[start]
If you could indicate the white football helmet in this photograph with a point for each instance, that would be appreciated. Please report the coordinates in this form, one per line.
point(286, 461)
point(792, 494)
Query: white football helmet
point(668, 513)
[end]
[start]
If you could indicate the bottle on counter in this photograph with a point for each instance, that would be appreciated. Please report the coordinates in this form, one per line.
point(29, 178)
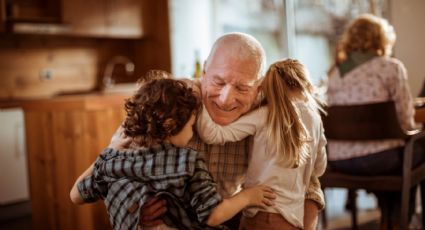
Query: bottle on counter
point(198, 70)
[end]
[start]
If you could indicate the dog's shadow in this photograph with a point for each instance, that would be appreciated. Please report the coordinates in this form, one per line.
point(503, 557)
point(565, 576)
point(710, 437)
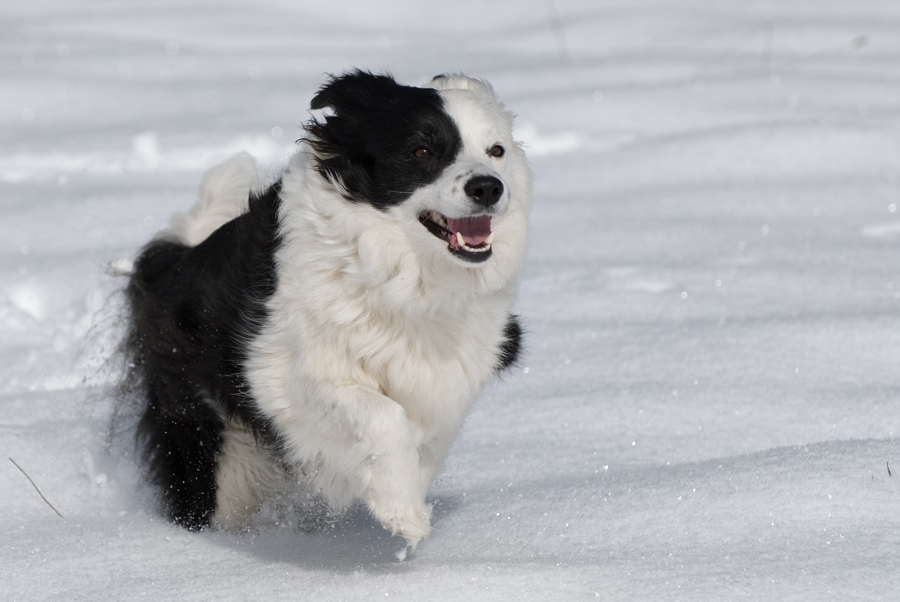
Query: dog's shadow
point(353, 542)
[end]
STATED GOAL: Reproduce only the rows that open with the line containing "If you could indicate the white" and close with the line containing "point(668, 513)", substituting "white bicycle helmet" for "white football helmet" and leaving everything else unchanged.

EXERCISE RESULT:
If you could indicate the white bicycle helmet in this photograph with a point for each instance, that would be appreciated. Please report the coordinates in this form, one per line.
point(286, 461)
point(792, 494)
Query: white bicycle helmet
point(668, 513)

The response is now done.